* Extrait choisi
==*==
NICHOLAS DE LYNNE, père, moine franciscain, mathématicien et astronome à Oxford ; circa 1360.

Beaucoup voient en lui l’auteur de l’Inventio fortunata, description des régions arctiques qui n’existe plus. La mention la plus ancienne de cet ouvrage se trouve dans une carte de Johannes Ruysch, dans la Geographia de Ptolémée (Rome, 1508), où l’on dit que l’Inventio fortunata décrit un haut rocher magnétique sous le pôle Arctique (montagne dans les environs de Thulé, au Groenland, bien connue des Islandais du Moyen Âge, qui avaient remarqué dès le xive siècle la déviation de la boussole). Dans sa carte du monde qui date de 1569, (Ganong, Crucial Maps, I : 104), Mercator écrivait qu’en 1364, un prêtre, à la cour de Norvège, dit à Jacques Cnoyen de Bois-le-Duc, dont on ignore les dates et dont les œuvres se sont perdues, qu’en l’an 1360, un certain moine anglais, franciscain et mathématicien d’Oxford, arriva dans l’île septentrionale. Il en partit ensuite et, continuant sa route grâce à ses arts magiques, décrivit tous les lieux qu’il avait vus et en prit la hauteur au moyen de son astrolabe. Hakluyt affirme que ce moine écrivit l’Inventio fortunata à la suite d’un voyage qu’il fit en 1360. Accompagnant d’autres navigateurs vers l’île la plus septentrionale du monde, il y laissa ses compagnons et poursuivit sa route seul. Il présenta au roi Édouard III d’Angleterre le récit de ses voyages, l’Inventio « qui liber incipit a gradu 54. usque ad polum ». Ce même moine « à diverses fins par la suite quitta l’Angleterre et y revint à cinq reprises ». On trouve des mentions semblables dans les écrits de John Dee (qui, toutefois, croyait que le moine était le frère mineur Hugo d’Irlande, voyageur qui écrivait en 1360) et de Peter Heylyn. Aucun de ces auteurs n’a donné à ce moine le nom de Nicholas de Lynne, mais la plupart des historiens subséquents ont mentionné ce nom. Cependant, ce n’est que ces toutes dernières années que Nicholas de Lynne a acquis une réputation considérable en sa qualité d’un des plus anciens explorateurs anglais de l’Arctique, malgré l’absurdité de l’affirmation qu’il alla seul au pôle, puis qu’il entreprit cinq autres expéditions dans l’Arctique. Thomas Blundeville paraît s’être rapproché de la vérité quand il a écrit en 1589 qu’il ne croyait pas que le moine eût fait un voyage dans l’Arctique, « à moins qu’il n’ait eu quelque froid démon de la région médiane de l’air pour lui servir de guide ».
==*==
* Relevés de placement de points
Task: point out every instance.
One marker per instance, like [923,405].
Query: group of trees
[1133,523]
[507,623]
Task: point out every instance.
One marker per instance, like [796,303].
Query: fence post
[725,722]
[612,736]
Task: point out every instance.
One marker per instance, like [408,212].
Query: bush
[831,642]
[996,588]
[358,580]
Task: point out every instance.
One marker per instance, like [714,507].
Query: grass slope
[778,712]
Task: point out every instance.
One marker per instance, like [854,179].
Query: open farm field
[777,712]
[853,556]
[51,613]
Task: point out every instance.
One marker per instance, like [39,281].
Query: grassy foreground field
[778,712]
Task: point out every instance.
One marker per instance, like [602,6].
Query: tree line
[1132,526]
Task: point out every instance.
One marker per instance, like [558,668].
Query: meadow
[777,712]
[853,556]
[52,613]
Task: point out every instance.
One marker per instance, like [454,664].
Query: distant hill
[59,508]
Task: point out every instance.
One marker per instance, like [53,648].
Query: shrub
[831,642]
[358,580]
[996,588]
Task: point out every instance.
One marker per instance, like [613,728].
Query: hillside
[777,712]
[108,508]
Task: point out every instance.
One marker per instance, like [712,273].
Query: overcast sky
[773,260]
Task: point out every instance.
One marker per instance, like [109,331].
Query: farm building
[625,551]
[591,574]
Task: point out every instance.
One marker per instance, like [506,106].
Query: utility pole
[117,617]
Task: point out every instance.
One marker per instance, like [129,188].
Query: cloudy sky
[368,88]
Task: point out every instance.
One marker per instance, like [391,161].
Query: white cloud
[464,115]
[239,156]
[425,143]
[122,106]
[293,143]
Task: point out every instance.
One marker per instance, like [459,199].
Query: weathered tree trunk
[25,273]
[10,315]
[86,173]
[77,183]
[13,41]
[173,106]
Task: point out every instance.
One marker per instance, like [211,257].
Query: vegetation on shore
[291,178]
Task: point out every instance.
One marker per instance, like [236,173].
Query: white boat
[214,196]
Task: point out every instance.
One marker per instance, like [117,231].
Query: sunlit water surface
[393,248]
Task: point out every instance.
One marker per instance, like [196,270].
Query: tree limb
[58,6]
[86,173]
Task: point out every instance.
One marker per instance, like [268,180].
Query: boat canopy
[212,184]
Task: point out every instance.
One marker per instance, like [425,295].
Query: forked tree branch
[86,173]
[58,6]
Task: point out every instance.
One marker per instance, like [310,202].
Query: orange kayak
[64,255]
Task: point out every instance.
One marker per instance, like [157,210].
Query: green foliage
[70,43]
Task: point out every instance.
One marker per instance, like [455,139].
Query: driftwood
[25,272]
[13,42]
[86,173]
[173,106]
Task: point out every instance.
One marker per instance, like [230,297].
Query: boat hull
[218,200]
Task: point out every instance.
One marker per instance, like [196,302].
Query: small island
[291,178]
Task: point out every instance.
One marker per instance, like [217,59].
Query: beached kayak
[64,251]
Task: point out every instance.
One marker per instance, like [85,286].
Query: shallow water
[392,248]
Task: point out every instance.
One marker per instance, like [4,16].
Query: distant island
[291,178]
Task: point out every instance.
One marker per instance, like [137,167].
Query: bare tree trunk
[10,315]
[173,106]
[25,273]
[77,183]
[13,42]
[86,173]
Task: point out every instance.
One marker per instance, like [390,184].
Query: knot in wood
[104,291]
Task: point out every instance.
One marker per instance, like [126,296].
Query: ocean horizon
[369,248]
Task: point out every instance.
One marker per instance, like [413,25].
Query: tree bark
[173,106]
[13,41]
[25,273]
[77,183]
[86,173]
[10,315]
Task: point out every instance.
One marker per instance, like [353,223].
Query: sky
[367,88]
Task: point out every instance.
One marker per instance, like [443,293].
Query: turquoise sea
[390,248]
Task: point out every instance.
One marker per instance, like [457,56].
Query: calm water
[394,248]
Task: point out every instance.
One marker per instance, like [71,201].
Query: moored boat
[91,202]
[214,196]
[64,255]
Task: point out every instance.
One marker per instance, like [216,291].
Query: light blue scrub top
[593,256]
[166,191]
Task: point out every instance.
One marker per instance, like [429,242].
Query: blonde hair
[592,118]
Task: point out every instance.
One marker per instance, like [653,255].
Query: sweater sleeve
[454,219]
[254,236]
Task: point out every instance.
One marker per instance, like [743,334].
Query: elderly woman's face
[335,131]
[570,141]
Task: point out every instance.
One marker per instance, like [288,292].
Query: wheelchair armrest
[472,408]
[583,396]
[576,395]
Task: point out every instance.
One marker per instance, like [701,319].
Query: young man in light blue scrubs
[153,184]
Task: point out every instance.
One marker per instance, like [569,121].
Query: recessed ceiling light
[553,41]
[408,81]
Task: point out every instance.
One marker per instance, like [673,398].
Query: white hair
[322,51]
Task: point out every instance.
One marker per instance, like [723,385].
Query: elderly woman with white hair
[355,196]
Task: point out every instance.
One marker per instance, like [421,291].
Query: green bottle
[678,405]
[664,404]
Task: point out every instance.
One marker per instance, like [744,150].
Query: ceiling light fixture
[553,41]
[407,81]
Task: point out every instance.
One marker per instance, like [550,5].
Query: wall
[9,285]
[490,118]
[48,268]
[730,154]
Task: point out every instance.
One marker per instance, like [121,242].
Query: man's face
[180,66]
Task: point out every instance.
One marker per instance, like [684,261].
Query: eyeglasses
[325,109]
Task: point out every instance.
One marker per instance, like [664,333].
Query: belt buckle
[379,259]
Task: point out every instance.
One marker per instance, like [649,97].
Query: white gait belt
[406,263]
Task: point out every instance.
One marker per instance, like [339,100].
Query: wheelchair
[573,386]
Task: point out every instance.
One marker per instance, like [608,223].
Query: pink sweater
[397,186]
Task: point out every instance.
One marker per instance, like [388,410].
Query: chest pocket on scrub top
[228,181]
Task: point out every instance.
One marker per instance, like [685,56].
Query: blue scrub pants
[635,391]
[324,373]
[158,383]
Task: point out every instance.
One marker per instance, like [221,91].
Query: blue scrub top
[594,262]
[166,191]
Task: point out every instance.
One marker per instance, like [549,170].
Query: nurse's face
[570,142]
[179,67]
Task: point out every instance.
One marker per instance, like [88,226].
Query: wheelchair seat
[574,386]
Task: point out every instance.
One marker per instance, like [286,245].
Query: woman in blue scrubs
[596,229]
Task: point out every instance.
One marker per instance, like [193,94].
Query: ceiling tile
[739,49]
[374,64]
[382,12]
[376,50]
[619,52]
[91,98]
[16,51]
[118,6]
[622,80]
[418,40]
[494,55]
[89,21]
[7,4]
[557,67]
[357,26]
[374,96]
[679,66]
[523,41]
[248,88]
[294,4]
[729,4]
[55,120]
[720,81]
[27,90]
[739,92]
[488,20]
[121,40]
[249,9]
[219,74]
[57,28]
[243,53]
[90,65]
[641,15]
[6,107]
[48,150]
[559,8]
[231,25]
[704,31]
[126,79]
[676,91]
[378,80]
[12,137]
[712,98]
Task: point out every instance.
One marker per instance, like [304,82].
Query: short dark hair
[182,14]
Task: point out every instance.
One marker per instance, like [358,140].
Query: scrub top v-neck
==*==
* Tâches
1. D'après le texte sur Nicholas de Lynne, où se trouve la mention la plus ancienne de l'Inventio fortunata ?
2. Poursuivez le texte sur Nicholas de Lynne après sa dernière phrase, s'il vous plaît.

* Réponses de l'exercice
1. Dans une carte de Johannes Ruysch, dans la Geographia de Ptolémée (Rome, 1508).

2.
Toutefois, l’Inventio fortunata, autant qu’on puisse en juger, renfermait une description digne de foi du Groenland et de l’archipel canadien, dans la mesure où elle s’appuyait sur les voyages qu’y avaient faits les Islandais vivant au Groenland au Moyen Âge. En outre, ce livre eut une large diffusion en Europe et il a pu servir à Colomb. Son auteur, que ce soit Nicholas de Lynne ou non, a, à peu près sûrement, obtenu ses renseignements, non pas de première main grâce à des voyages à travers l’Arctique, mais auprès du prêtre Ivar Bàrdarson qui, de 1340 à 1360 à peu près, fut administrateur du diocèse de Gardar au Groenland et, en cette qualité, voyagea beaucoup et acquit, directement ou indirectement, maintes connaissances au sujet de l’Arctique canadien oriental. Il écrivit une description du Groenland qui eut une grande diffusion : elle fut traduite à l’intention d’Henry Hudson qui en emporta un exemplaire au moins au cours de certains de ses voyages. Ivar Bardarson rentra en Norvège, peut-être en 1361 ; il y était sûrement en 1364. Le moine d’Oxford peut l’y avoir connu personnellement et avoir compilé l’Inventio fortunata. En tout cas, des extraits de l’Inventio, qu’on relève dans des ouvrages subséquents, révèlent à coup sûr une source islando-groenlandaise.

T. J. Oleson

Thomas Blundeville, A briefe description of universall mapes and cardes [...], MBlundeville his exercises [...] (London, 1622), 747–799.— Hakluyt, Principal navigations (1903–05), I : 303 ; X : 301 ss.— Peter Heylyn, Cosmographie (London, 1657).— La carte de Johannes Ruysch, Universalior cogniti orbis tabula ex recentibus confecta observationibus, dans Claudius Ptolemy, In hoc opere haec continentur Geographiae (Rome, 1508).— B. F. DeCosta, Inventio fortunata : arctic exploration with an account of Nicholas of Lynn [...] (New York, 1881) ; Sailing directions of Henry Hudson from the old Danish of Ivar Bardsen (Albany, 1869).— H. R. Holand, An English scientist in America 130 years before Columbus, Wisconsin Academy of Science and Letters Trans., XLVIII (1959). — N. A. E. Nordenskiöld, Facsimile atlas to the early history of cartography, with reproductions of the most important maps printed in the XV and XVI centuries [...] (Stockholm, 1889).— Oleson, Early voyages, 105–108.— E. G. R. Taylor, A letter dated 1577 from Mercator to John Dee, Imago Mundi, XIII (1956) : 56–58.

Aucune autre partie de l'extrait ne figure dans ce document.